Тонкий нюх, которым он долгие годы владел, на этот раз изменил ему, и он не успел залечь на дно. О том, что на душе Андрея Ивановича было тревожно, имеется прямое свидетельство Финча. 14 ноября 1741 года, за несколько дней до переворота, английский дипломат доносил о намерении Остермина пережить бурю за пределами России. Граф, «чувствуя отвращение к неприятному положению», в котором он оказался вследствие «непрочности трона», добыл свидетельства четырех лучших врачей о совершенной необходимости ему для поправления здоровья «немедленно уехать в Спа и пользоваться тамошними водами».
Что Андрей Иванович страдал мнимой или подлинной подагрой и нуждался в лечении — бесспорно. Но верно также, что выбор времени для поездки за рубеж был не случаен, ибо болезнь давала о себе знать несколько лет. Объяснение планов Остермана содержится в следующем суждении Финча: «Я никогда не поверю, что он отправился в путь, пока не уверился, что доверие к нему не утрачено совершенно»[331]. Быть может, у Андрея Ивановича теплилась надежда, что буря и на этот раз минует его.
17 января 1742 года жителей новой столицы барабанным боем оповестили об ожидавшейся на следующий день экзекуции над осужденными. Утром 18 января Остермана повезли из Петропавловской крепости к эшафоту на Васильевском острове в санях, запряженных одной лошадью. Остальные подсудимые следовали пешком.
По свидетельству Финча, «Остерман выслушал приговор спокойно и с непокрытой головой. После его прочтения палач положил голову преступника на одну из плах, расстегнул камзол и старую ночную рубашку… но вместо отсечения головы был зачитан указ императрицы о замене смертной казни ссылкой. Солдаты вновь уложили графа на носилки. Он проявил удивительное спокойствие, произнеся единственную фразу: „Пожалуйста, отдайте мне мой парик и шапку“.

▶ **Задание**:
Продублируйте полностью текст об Остермане, не меняя ни единого знака. Пункты ниже никак не связаны с текстом.

▶ **Предоставленные пункты**:
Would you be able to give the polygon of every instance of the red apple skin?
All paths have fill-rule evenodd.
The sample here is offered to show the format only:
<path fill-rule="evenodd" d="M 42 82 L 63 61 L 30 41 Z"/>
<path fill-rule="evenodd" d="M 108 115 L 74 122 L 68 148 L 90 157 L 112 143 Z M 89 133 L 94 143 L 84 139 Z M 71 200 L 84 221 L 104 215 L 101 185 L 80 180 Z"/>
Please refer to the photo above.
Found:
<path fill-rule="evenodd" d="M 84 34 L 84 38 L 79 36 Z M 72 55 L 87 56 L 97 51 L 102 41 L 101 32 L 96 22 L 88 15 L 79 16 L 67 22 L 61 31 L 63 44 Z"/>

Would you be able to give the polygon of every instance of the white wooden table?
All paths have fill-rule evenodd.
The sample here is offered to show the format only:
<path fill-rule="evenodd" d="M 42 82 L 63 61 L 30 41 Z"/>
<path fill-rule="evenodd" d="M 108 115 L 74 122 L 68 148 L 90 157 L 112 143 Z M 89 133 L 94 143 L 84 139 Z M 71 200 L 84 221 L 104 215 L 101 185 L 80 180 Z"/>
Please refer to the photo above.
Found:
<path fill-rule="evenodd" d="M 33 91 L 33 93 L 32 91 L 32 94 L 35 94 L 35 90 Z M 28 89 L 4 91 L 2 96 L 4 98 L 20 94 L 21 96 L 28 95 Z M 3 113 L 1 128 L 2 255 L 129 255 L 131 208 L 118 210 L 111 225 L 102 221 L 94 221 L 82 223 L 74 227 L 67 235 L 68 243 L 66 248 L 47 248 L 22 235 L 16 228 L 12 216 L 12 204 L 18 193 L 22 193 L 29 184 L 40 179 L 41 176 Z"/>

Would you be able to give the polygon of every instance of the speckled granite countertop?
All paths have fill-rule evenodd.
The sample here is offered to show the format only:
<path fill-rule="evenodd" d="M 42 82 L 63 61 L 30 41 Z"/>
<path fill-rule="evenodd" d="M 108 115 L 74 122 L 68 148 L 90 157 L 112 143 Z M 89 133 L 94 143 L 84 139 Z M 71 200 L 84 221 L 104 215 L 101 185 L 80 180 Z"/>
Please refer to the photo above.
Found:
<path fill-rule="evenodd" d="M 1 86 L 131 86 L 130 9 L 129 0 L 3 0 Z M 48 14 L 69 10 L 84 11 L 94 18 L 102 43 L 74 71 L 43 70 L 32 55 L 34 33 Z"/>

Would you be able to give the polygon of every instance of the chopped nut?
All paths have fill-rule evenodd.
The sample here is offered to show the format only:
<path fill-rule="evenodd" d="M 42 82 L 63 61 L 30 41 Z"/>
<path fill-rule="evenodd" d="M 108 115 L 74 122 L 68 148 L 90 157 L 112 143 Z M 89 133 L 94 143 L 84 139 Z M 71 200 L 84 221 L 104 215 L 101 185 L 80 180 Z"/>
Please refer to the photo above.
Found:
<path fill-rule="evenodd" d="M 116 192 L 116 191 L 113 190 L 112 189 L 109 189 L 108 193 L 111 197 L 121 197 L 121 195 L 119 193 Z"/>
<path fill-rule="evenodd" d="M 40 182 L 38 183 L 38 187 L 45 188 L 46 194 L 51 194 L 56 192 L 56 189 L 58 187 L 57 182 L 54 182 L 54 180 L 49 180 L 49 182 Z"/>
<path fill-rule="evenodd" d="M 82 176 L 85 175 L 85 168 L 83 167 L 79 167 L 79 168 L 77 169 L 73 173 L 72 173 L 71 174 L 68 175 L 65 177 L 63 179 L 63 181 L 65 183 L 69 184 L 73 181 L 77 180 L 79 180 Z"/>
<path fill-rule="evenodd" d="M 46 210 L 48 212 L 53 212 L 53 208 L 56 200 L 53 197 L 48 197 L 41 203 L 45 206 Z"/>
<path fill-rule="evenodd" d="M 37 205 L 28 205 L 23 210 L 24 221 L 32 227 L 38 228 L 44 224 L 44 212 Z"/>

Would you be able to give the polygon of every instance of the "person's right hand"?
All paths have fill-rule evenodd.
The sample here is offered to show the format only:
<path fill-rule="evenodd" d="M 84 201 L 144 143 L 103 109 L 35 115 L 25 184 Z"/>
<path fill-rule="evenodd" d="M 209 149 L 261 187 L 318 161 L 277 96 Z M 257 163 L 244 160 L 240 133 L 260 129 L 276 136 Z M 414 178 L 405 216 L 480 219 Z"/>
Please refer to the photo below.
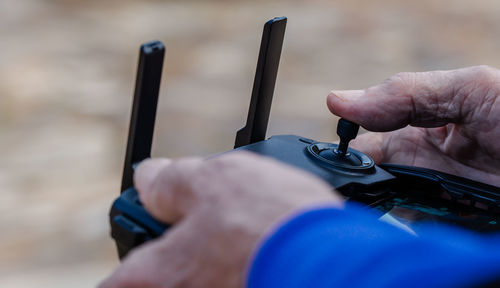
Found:
<path fill-rule="evenodd" d="M 327 103 L 332 113 L 367 130 L 391 131 L 353 141 L 377 163 L 431 168 L 500 186 L 497 69 L 400 73 L 366 90 L 332 91 Z"/>

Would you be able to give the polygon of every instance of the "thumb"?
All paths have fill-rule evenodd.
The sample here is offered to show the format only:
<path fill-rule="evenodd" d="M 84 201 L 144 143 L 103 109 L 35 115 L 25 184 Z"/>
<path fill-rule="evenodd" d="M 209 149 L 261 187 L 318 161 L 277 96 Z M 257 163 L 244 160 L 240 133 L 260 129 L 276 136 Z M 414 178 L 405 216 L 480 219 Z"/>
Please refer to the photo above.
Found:
<path fill-rule="evenodd" d="M 372 131 L 467 123 L 489 102 L 486 97 L 499 94 L 499 78 L 487 66 L 399 73 L 366 90 L 332 91 L 327 104 L 333 114 Z"/>
<path fill-rule="evenodd" d="M 148 159 L 134 173 L 135 187 L 144 207 L 169 224 L 179 221 L 194 204 L 189 185 L 202 164 L 198 158 Z"/>

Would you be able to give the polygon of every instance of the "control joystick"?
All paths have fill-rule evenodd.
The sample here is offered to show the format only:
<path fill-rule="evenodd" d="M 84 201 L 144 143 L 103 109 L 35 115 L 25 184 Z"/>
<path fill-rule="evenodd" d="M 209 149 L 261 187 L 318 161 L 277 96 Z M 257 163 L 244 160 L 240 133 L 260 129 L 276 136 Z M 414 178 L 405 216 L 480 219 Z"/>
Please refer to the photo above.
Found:
<path fill-rule="evenodd" d="M 339 146 L 335 150 L 339 156 L 347 156 L 349 142 L 358 136 L 358 131 L 358 124 L 344 118 L 340 118 L 339 123 L 337 124 L 337 135 L 340 137 L 340 142 Z"/>
<path fill-rule="evenodd" d="M 368 155 L 349 148 L 349 142 L 356 138 L 358 131 L 358 124 L 340 118 L 337 125 L 339 144 L 315 143 L 308 147 L 309 153 L 321 164 L 340 171 L 370 172 L 373 170 L 373 160 Z"/>

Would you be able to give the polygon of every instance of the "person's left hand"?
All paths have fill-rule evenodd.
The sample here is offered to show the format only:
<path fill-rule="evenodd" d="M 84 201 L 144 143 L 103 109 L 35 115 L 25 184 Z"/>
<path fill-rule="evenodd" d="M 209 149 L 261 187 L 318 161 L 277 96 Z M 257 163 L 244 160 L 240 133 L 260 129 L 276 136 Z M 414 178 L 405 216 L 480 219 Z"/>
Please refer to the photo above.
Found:
<path fill-rule="evenodd" d="M 155 218 L 174 225 L 133 250 L 101 288 L 244 286 L 252 252 L 273 226 L 314 205 L 342 206 L 319 178 L 243 152 L 147 160 L 135 187 Z"/>

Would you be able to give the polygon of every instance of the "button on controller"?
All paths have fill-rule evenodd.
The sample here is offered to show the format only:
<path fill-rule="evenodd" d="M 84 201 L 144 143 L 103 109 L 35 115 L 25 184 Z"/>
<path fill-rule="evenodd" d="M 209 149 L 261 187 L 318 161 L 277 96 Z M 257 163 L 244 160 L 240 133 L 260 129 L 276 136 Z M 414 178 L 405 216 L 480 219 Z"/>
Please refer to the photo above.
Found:
<path fill-rule="evenodd" d="M 359 125 L 340 118 L 337 124 L 337 135 L 339 135 L 340 142 L 338 148 L 335 150 L 340 156 L 347 156 L 347 148 L 349 147 L 349 142 L 358 136 Z"/>
<path fill-rule="evenodd" d="M 349 142 L 356 138 L 359 125 L 341 118 L 337 125 L 339 144 L 314 143 L 307 147 L 309 153 L 326 167 L 344 172 L 370 172 L 375 165 L 366 154 L 349 148 Z"/>

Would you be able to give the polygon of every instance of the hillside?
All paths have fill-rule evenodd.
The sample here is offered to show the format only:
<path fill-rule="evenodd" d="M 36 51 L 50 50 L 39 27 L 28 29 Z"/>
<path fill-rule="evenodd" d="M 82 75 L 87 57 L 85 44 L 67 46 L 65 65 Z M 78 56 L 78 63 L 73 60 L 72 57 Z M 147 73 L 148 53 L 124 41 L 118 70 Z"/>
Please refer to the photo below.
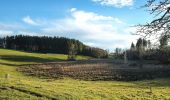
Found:
<path fill-rule="evenodd" d="M 136 82 L 40 79 L 16 71 L 17 65 L 61 61 L 67 56 L 6 49 L 0 49 L 0 56 L 0 100 L 170 99 L 170 79 Z"/>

▶ **Решение**:
Тонкий нюх, которым он долгие годы владел, на этот раз изменил ему, и он не успел залечь на дно. О том, что на душе Андрея Ивановича было тревожно, имеется прямое свидетельство Финча. 14 ноября 1741 года, за несколько дней до переворота, английский дипломат доносил о намерении Остермина пережить бурю за пределами России. Граф, «чувствуя отвращение к неприятному положению», в котором он оказался вследствие «непрочности трона», добыл свидетельства четырех лучших врачей о совершенной необходимости ему для поправления здоровья «немедленно уехать в Спа и пользоваться тамошними водами».
Что Андрей Иванович страдал мнимой или подлинной подагрой и нуждался в лечении — бесспорно. Но верно также, что выбор времени для поездки за рубеж был не случаен, ибо болезнь давала о себе знать несколько лет. Объяснение планов Остермана содержится в следующем суждении Финча: «Я никогда не поверю, что он отправился в путь, пока не уверился, что доверие к нему не утрачено совершенно»[331]. Быть может, у Андрея Ивановича теплилась надежда, что буря и на этот раз минует его.
17 января 1742 года жителей новой столицы барабанным боем оповестили об ожидавшейся на следующий день экзекуции над осужденными. Утром 18 января Остермана повезли из Петропавловской крепости к эшафоту на Васильевском острове в санях, запряженных одной лошадью. Остальные подсудимые следовали пешком.
По свидетельству Финча, «Остерман выслушал приговор спокойно и с непокрытой головой. После его прочтения палач положил голову преступника на одну из плах, расстегнул камзол и старую ночную рубашку… но вместо отсечения головы был зачитан указ императрицы о замене смертной казни ссылкой. Солдаты вновь уложили графа на носилки. Он проявил удивительное спокойствие, произнеся единственную фразу: „Пожалуйста, отдайте мне мой парик и шапку“.